Short exercise:
Write out all of the items below word for word, keeping every line unchanged.

>> Begin Dataset content

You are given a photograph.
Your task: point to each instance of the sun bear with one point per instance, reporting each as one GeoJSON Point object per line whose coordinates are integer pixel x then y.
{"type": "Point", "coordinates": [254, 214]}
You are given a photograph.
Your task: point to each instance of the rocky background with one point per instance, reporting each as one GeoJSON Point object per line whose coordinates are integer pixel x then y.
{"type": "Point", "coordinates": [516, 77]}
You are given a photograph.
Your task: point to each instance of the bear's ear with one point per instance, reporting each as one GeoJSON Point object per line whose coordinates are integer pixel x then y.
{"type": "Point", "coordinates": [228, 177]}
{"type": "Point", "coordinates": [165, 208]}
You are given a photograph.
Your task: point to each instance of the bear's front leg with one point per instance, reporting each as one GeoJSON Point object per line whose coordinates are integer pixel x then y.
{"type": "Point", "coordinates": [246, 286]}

>> End Dataset content

Response to this task:
You are given a photograph.
Your task: point to each instance of the sun bear with one point per instance, reporting each as one GeoJSON Point object per line whose coordinates are integer pixel x then y.
{"type": "Point", "coordinates": [254, 214]}
You are given a photograph.
Your task: point to each instance of the rocky background with one point per instance, reporting each as one GeoJSON Point object per line whose coordinates are integer pixel x then y.
{"type": "Point", "coordinates": [516, 77]}
You are given a photograph.
Your task: point to each instance of the bear's ear with one point per instance, reporting each as one GeoJSON Point object per line whose coordinates are integer pixel x then y.
{"type": "Point", "coordinates": [228, 177]}
{"type": "Point", "coordinates": [165, 208]}
You are given a photograph.
Your task: point to each instance of the bear's front leg with one point per instance, reporting each as one GeoJSON Point object per line whose coordinates are integer pixel x then y.
{"type": "Point", "coordinates": [246, 286]}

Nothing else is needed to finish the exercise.